— Dataset —
▽
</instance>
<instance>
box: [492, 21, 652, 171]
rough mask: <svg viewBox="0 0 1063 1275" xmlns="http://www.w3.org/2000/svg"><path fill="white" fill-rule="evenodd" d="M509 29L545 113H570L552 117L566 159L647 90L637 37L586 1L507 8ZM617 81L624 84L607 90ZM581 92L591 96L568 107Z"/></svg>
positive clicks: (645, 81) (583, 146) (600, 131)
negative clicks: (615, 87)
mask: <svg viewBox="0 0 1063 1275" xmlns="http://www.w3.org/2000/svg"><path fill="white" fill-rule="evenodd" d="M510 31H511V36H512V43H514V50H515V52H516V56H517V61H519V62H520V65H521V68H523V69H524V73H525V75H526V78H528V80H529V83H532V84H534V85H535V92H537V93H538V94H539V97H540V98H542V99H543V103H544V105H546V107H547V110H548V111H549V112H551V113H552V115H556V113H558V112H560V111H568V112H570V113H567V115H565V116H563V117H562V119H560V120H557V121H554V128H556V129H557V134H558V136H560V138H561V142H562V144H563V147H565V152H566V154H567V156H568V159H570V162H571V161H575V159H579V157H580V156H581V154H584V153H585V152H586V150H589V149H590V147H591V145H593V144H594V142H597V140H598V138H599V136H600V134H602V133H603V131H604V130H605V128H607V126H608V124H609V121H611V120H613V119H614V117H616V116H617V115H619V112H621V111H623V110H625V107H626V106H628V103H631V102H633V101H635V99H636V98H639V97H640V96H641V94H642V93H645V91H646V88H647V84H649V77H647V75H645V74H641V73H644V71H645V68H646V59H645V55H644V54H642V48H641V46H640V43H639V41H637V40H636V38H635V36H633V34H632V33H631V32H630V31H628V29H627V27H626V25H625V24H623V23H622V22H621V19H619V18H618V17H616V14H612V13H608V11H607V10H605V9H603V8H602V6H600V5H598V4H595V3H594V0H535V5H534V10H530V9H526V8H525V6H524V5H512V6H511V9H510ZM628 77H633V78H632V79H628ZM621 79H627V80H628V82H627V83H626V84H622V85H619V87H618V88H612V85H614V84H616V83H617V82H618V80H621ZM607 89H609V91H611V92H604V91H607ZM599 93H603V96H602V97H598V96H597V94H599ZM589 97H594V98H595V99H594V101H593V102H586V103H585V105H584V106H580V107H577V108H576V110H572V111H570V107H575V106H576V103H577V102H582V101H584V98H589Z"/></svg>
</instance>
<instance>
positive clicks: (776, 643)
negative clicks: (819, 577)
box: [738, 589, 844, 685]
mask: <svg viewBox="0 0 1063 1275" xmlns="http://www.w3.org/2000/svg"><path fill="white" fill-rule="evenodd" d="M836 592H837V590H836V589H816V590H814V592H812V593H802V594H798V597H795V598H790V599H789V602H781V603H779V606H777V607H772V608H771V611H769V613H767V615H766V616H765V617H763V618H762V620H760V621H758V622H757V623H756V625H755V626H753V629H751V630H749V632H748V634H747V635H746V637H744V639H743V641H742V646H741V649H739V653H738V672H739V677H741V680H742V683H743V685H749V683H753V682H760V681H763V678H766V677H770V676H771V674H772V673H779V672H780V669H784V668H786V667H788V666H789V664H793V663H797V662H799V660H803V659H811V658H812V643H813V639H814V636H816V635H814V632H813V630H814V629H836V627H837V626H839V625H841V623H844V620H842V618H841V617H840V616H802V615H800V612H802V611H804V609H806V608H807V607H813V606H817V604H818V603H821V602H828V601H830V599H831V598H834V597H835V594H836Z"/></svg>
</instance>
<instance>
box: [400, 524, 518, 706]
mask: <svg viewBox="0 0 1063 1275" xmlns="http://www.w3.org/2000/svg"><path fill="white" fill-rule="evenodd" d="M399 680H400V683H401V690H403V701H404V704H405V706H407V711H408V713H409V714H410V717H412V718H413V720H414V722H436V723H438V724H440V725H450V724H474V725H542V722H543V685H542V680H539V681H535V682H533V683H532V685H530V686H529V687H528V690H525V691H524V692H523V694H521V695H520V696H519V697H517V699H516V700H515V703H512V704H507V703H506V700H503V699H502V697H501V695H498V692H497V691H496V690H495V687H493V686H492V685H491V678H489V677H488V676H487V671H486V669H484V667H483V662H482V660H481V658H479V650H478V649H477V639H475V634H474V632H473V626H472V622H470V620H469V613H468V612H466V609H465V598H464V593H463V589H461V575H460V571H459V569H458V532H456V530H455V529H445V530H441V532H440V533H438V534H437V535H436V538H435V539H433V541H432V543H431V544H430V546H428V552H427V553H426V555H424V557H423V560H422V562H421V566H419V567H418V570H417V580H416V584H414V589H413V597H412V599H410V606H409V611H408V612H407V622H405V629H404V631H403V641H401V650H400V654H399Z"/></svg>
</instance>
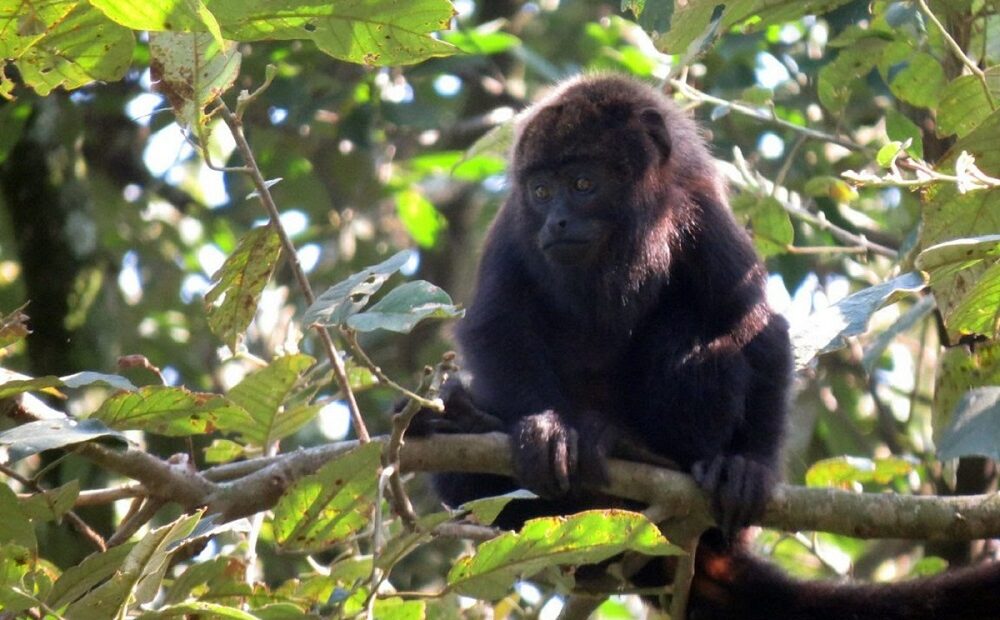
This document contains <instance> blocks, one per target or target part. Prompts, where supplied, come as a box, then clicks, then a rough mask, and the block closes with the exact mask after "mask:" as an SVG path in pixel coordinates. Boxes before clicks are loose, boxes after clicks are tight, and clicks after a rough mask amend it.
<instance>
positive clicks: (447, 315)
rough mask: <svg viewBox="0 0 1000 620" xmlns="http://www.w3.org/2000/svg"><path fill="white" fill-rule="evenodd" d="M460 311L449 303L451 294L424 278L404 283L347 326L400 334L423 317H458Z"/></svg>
mask: <svg viewBox="0 0 1000 620" xmlns="http://www.w3.org/2000/svg"><path fill="white" fill-rule="evenodd" d="M463 314H464V311H462V310H460V309H459V308H457V307H455V306H454V305H453V304H452V303H451V297H449V296H448V293H445V292H444V291H443V290H441V289H440V288H438V287H436V286H434V285H433V284H431V283H430V282H426V281H424V280H414V281H412V282H404V283H403V284H400V285H399V286H397V287H396V288H394V289H392V290H391V291H389V293H388V294H387V295H386V296H385V297H383V298H382V299H380V300H379V301H378V303H376V304H375V305H373V306H372V307H370V308H368V309H367V310H365V311H364V312H361V313H359V314H355V315H353V316H351V317H350V318H348V319H347V325H348V326H349V327H350V328H352V329H356V330H358V331H361V332H370V331H374V330H376V329H387V330H389V331H394V332H398V333H402V334H408V333H410V332H411V331H413V328H414V327H415V326H416V324H417V323H419V322H420V321H422V320H424V319H450V318H456V317H460V316H462V315H463Z"/></svg>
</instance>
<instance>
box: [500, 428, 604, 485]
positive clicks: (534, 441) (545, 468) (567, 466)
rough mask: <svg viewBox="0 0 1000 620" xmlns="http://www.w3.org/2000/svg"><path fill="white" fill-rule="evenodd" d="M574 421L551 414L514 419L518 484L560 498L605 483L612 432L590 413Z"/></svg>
mask: <svg viewBox="0 0 1000 620" xmlns="http://www.w3.org/2000/svg"><path fill="white" fill-rule="evenodd" d="M576 422H577V424H576V427H574V426H570V425H569V424H567V423H566V422H565V421H564V420H563V418H562V417H561V416H560V415H559V414H558V413H556V412H554V411H545V412H543V413H538V414H535V415H530V416H526V417H524V418H521V419H520V420H518V422H517V424H516V425H515V426H514V431H513V433H512V436H513V439H514V474H515V476H516V477H517V479H518V481H519V482H520V483H521V484H522V485H524V486H525V487H526V488H528V489H529V490H531V491H534V492H535V493H538V494H539V495H541V496H542V497H562V496H565V495H568V494H573V493H577V492H580V491H581V490H582V487H583V485H584V484H586V485H588V486H600V485H604V484H607V482H608V464H607V457H608V454H609V453H610V452H611V450H612V449H613V448H614V446H615V444H616V443H617V440H618V433H617V432H616V431H615V429H614V428H613V427H612V426H611V425H609V424H607V423H606V422H605V421H604V419H603V416H601V415H600V414H599V413H596V412H590V413H584V414H583V415H582V416H581V417H580V419H579V420H576Z"/></svg>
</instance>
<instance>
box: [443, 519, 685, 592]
mask: <svg viewBox="0 0 1000 620" xmlns="http://www.w3.org/2000/svg"><path fill="white" fill-rule="evenodd" d="M623 551H636V552H638V553H642V554H644V555H677V554H680V553H682V551H681V550H680V549H679V548H677V547H675V546H674V545H672V544H670V543H669V542H667V539H666V538H664V537H663V535H662V534H661V533H660V531H659V530H658V529H656V526H655V525H653V523H651V522H650V521H649V520H648V519H646V517H644V516H643V515H641V514H637V513H634V512H627V511H624V510H592V511H587V512H581V513H580V514H576V515H573V516H570V517H544V518H541V519H532V520H530V521H528V522H527V523H525V524H524V527H523V528H521V531H520V532H507V533H505V534H502V535H500V536H498V537H497V538H494V539H493V540H490V541H487V542H484V543H483V544H481V545H479V547H478V549H476V552H475V554H473V555H471V556H467V557H463V558H461V559H459V560H458V561H457V562H456V563H455V565H454V566H453V567H452V569H451V570H450V571H449V572H448V585H449V587H450V588H451V589H452V590H453V591H455V592H457V593H459V594H462V595H464V596H471V597H475V598H481V599H486V600H498V599H501V598H503V597H504V596H506V595H507V592H508V591H509V590H510V587H511V585H512V584H513V583H514V582H515V581H516V580H518V579H520V578H522V577H523V578H529V577H531V576H532V575H535V574H537V573H538V572H540V571H542V570H543V569H545V568H547V567H552V566H556V565H559V564H594V563H597V562H601V561H603V560H606V559H607V558H610V557H611V556H613V555H616V554H618V553H622V552H623Z"/></svg>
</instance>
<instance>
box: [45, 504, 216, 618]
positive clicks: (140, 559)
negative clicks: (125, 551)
mask: <svg viewBox="0 0 1000 620" xmlns="http://www.w3.org/2000/svg"><path fill="white" fill-rule="evenodd" d="M200 517H201V513H196V514H193V515H185V516H182V517H181V518H179V519H178V520H176V521H174V522H173V523H171V524H169V525H165V526H163V527H161V528H157V529H155V530H153V531H151V532H149V533H148V534H146V536H144V537H143V539H142V540H140V541H139V542H138V543H136V545H135V546H134V547H132V549H131V550H130V551H129V553H128V556H126V558H125V561H124V563H123V564H122V566H121V568H120V569H119V570H118V571H116V572H115V574H114V576H112V577H111V578H110V579H109V580H108V581H106V582H105V583H103V584H101V585H100V586H98V587H97V588H94V589H93V590H91V591H90V592H88V593H87V594H86V595H85V596H84V597H83V598H81V599H80V600H78V601H76V602H75V603H73V604H72V605H70V606H69V608H68V609H67V610H66V613H65V614H64V616H65V617H67V618H73V619H74V620H107V618H116V617H119V616H120V615H122V614H123V612H124V610H125V609H126V607H127V606H129V605H130V604H131V603H139V604H142V603H148V602H149V601H150V600H152V598H153V596H154V595H155V594H156V591H157V590H158V589H159V585H160V582H161V581H162V579H163V573H164V571H165V570H166V569H167V566H168V563H169V560H170V558H171V556H172V555H173V553H174V551H176V549H177V548H176V547H175V548H173V549H171V546H172V545H173V544H174V543H175V542H177V541H179V540H182V539H183V538H184V537H185V536H187V535H188V534H189V533H190V532H191V530H193V529H194V526H195V525H197V524H198V520H199V518H200Z"/></svg>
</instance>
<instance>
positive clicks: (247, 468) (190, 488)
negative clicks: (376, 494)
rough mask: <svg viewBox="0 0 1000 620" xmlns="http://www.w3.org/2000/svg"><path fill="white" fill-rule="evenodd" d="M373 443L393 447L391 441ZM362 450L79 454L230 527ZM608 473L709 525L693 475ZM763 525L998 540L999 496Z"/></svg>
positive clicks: (444, 440) (88, 451)
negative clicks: (329, 462) (227, 452)
mask: <svg viewBox="0 0 1000 620" xmlns="http://www.w3.org/2000/svg"><path fill="white" fill-rule="evenodd" d="M372 440H373V441H379V442H382V443H385V442H386V441H387V438H386V437H373V438H372ZM357 445H358V443H357V442H356V441H345V442H339V443H335V444H327V445H323V446H318V447H315V448H309V449H302V450H297V451H295V452H290V453H288V454H284V455H281V456H277V457H267V458H260V459H254V460H250V461H245V462H241V463H236V464H232V465H223V466H219V467H215V468H212V469H208V470H206V471H204V472H201V473H194V472H187V471H181V468H179V467H177V466H176V465H171V464H169V463H166V462H164V461H161V460H159V459H156V458H155V457H152V456H150V455H148V454H146V453H144V452H142V451H140V450H127V451H125V452H117V451H115V450H110V449H107V448H103V447H101V446H96V445H93V444H91V445H88V446H86V447H84V448H83V449H81V450H80V453H81V454H83V455H84V456H87V457H89V458H92V459H94V460H95V461H97V462H99V463H100V464H101V465H102V466H104V467H106V468H108V469H110V470H112V471H115V472H118V473H120V474H123V475H125V476H128V477H130V478H132V479H134V480H136V481H138V482H141V483H142V484H143V485H144V486H145V488H146V489H148V490H149V492H150V494H151V496H153V497H156V498H159V499H169V500H171V501H174V502H177V503H179V504H181V505H182V506H184V507H186V508H192V507H196V506H205V507H207V508H208V511H209V512H210V513H217V514H220V515H221V516H222V517H223V518H224V519H227V520H228V519H235V518H239V517H244V516H248V515H251V514H254V513H256V512H260V511H262V510H267V509H270V508H272V507H273V506H274V504H275V503H276V502H277V500H278V498H279V497H280V496H281V494H282V493H283V492H284V491H285V490H286V489H287V488H288V487H289V486H290V485H291V484H293V483H294V482H295V481H296V480H298V479H300V478H301V477H302V476H305V475H308V474H311V473H313V472H315V471H316V470H317V469H319V467H321V466H322V465H323V464H324V463H326V462H328V461H330V460H331V459H334V458H336V457H337V456H339V455H341V454H343V453H344V452H346V451H348V450H350V449H352V448H354V447H356V446H357ZM400 467H401V468H402V470H403V471H404V472H438V471H461V472H477V473H491V474H501V475H510V473H511V467H510V443H509V440H508V438H507V436H506V435H503V434H500V433H487V434H476V435H439V436H436V437H432V438H420V439H409V440H407V442H406V444H405V445H404V446H403V449H402V452H401V454H400ZM609 473H610V484H609V485H608V486H607V487H606V488H603V489H601V490H602V491H603V492H605V493H610V494H613V495H616V496H619V497H623V498H626V499H631V500H636V501H639V502H643V503H646V504H651V505H656V506H659V507H661V509H660V511H659V513H661V514H663V515H665V517H666V518H667V519H670V520H672V521H682V520H683V521H687V522H689V523H688V524H687V525H686V527H685V529H688V528H691V527H695V528H697V527H701V526H707V525H710V523H711V522H710V520H709V519H710V518H709V516H708V515H709V511H708V504H707V502H706V499H705V496H704V495H703V494H702V492H701V490H700V489H699V488H698V486H697V485H696V484H695V482H694V481H693V480H692V479H691V478H690V477H689V476H687V475H686V474H683V473H680V472H677V471H671V470H668V469H663V468H660V467H654V466H652V465H647V464H644V463H634V462H628V461H620V460H612V461H611V462H610V463H609ZM759 525H762V526H765V527H770V528H774V529H779V530H785V531H799V530H806V531H821V532H830V533H834V534H843V535H846V536H854V537H857V538H895V539H921V540H975V539H980V538H993V537H997V536H1000V494H984V495H968V496H955V497H937V496H913V495H897V494H890V493H851V492H847V491H842V490H838V489H817V488H805V487H800V486H793V485H781V486H779V487H778V488H777V490H776V491H775V494H774V496H773V497H772V499H771V502H770V503H769V505H768V508H767V511H766V513H765V515H764V517H763V519H762V520H761V522H760V523H759Z"/></svg>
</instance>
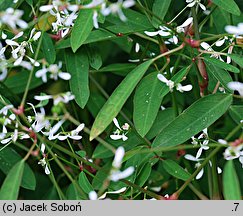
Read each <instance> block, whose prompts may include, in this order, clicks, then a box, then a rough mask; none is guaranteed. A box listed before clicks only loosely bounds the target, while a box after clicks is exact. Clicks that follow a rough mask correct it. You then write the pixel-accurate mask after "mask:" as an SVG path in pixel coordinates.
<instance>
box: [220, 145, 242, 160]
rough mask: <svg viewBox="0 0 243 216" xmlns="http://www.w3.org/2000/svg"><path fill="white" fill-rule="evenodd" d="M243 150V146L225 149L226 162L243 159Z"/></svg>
mask: <svg viewBox="0 0 243 216" xmlns="http://www.w3.org/2000/svg"><path fill="white" fill-rule="evenodd" d="M242 149H243V145H239V146H229V147H228V148H226V149H225V152H224V158H225V160H233V159H236V158H239V157H241V156H242V157H243V152H242V151H241V150H242Z"/></svg>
△
— What needs to be done —
Restate the listing exactly, starting at its first line and ending at the line where "positive clicks: (645, 81)" occurs; include both and no other lines.

— Solution to the exercise —
</instance>
<instance>
box: [492, 21, 652, 171]
rough mask: <svg viewBox="0 0 1063 1275" xmlns="http://www.w3.org/2000/svg"><path fill="white" fill-rule="evenodd" d="M509 29L545 113H570L552 117L566 159L647 90L637 37L586 1L507 8ZM617 81L624 84L607 90ZM581 92L591 96L568 107Z"/></svg>
positive clicks: (645, 81) (583, 146) (600, 131)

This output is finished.